=== Work instructions ===
Up to the line containing "Return the outline of every instance of the window", nothing is kept; from that line through the end of the data below, output every line exactly.

Source material Start Marker

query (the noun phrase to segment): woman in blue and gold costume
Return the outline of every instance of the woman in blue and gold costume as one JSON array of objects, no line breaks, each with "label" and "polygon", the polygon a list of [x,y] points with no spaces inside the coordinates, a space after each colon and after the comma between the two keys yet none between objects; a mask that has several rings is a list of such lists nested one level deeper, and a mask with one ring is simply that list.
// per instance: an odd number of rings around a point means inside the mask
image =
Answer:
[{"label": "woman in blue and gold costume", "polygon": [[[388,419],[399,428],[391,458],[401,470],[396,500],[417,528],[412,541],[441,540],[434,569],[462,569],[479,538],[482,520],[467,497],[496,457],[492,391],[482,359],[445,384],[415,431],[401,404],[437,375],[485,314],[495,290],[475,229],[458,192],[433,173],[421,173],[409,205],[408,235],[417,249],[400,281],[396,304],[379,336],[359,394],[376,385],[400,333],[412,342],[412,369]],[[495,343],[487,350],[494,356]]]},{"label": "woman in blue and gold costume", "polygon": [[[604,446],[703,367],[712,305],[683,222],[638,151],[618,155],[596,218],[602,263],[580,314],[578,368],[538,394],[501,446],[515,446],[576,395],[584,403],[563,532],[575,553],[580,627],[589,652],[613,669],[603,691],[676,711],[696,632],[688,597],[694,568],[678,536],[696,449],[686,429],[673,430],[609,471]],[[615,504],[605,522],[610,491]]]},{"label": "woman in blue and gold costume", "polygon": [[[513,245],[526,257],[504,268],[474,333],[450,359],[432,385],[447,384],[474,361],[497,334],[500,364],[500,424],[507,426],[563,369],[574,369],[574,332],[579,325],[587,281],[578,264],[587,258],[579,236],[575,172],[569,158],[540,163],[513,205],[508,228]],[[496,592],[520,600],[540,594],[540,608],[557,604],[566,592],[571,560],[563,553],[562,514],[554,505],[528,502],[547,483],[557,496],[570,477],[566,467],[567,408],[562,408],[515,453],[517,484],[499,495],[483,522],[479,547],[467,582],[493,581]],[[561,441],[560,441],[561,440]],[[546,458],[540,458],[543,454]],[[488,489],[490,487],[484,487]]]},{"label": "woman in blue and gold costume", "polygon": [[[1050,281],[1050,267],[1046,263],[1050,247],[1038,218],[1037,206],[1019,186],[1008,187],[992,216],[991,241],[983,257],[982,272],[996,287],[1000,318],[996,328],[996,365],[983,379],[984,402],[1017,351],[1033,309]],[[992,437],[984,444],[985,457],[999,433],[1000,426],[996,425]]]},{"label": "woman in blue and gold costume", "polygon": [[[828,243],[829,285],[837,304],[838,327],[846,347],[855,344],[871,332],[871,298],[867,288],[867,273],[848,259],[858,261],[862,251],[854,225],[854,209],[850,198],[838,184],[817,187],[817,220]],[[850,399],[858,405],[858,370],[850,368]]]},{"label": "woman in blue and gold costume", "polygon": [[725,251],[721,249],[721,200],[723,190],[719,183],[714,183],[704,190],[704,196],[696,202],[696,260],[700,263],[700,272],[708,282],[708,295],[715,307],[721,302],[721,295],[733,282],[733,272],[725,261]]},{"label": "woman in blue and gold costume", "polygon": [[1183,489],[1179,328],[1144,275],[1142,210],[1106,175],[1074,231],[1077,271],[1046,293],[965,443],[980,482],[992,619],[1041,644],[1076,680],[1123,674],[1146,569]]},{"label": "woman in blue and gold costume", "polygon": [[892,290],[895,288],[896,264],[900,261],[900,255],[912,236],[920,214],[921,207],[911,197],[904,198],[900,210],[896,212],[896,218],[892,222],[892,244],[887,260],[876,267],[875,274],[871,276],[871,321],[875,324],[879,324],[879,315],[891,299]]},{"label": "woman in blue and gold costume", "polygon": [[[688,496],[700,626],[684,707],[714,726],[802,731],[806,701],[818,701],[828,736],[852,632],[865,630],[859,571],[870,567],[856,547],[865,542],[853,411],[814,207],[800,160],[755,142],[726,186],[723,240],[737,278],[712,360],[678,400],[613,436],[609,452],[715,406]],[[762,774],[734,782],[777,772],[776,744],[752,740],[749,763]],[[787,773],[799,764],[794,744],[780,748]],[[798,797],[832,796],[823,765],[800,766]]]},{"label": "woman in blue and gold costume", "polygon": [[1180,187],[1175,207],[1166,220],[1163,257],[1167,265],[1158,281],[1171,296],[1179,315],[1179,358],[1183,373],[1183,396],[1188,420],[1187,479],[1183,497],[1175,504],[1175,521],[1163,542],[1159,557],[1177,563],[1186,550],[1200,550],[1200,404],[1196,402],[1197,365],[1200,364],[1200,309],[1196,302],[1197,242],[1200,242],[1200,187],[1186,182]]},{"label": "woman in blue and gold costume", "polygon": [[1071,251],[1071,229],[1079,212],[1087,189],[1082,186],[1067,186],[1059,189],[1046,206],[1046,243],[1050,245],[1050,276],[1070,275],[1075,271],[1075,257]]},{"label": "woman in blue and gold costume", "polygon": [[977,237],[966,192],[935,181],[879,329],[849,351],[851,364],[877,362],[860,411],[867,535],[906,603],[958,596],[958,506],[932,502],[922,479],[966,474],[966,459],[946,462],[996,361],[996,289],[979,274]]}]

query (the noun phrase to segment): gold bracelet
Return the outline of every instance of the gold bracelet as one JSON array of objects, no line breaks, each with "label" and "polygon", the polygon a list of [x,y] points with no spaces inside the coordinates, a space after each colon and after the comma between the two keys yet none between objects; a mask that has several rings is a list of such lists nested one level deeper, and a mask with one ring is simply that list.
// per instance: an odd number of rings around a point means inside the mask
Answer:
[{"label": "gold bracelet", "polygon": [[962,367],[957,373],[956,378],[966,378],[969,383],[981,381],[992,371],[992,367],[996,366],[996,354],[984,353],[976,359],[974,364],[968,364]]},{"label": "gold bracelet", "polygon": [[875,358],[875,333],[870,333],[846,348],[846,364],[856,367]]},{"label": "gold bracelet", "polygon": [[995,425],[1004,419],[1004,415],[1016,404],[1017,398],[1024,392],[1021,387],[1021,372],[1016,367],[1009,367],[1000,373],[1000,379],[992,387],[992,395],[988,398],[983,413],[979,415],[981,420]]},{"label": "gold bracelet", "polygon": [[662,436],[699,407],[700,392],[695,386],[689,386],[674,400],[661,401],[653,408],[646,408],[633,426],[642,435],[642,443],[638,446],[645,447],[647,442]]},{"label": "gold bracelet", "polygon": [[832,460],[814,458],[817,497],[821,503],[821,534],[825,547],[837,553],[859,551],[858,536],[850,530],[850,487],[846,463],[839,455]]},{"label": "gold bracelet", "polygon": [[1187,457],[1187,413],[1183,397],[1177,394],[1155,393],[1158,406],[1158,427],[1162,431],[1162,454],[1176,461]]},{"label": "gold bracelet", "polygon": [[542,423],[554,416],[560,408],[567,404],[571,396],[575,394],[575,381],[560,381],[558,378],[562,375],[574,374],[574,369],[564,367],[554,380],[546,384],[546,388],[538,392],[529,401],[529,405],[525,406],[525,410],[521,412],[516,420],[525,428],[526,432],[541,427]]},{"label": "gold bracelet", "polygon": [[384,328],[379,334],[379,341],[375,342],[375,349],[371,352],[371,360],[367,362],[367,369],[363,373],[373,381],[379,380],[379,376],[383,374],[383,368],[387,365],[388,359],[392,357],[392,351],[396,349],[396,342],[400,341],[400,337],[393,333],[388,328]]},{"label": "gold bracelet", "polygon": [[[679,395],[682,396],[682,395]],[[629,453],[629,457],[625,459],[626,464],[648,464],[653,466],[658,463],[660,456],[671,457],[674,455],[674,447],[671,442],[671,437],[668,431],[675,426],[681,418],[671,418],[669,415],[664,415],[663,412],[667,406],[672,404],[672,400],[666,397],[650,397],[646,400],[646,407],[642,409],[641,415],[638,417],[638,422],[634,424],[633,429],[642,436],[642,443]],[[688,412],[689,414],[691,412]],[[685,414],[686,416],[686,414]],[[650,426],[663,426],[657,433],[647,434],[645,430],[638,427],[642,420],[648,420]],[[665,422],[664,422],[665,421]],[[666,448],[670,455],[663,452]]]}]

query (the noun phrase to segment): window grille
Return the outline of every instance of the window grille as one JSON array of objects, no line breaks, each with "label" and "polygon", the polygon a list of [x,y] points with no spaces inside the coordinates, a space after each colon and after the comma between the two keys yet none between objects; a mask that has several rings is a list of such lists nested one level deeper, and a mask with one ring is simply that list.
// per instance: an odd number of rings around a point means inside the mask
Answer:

Source material End Marker

=== Solution to the exercise ===
Return the outline of every instance of the window grille as one JSON array of objects, no line breaks, each with "label" and "polygon", the polygon a list of [x,y] points with no spaces inside the coordinates, a space after each colon and after the comma between the two keys yet none between objects; a mask that has several rings is a list of such lists nested one level deeper, and a mask with one ring is simply that list.
// per instance: an odd number of rings around a point means inside the mask
Answer:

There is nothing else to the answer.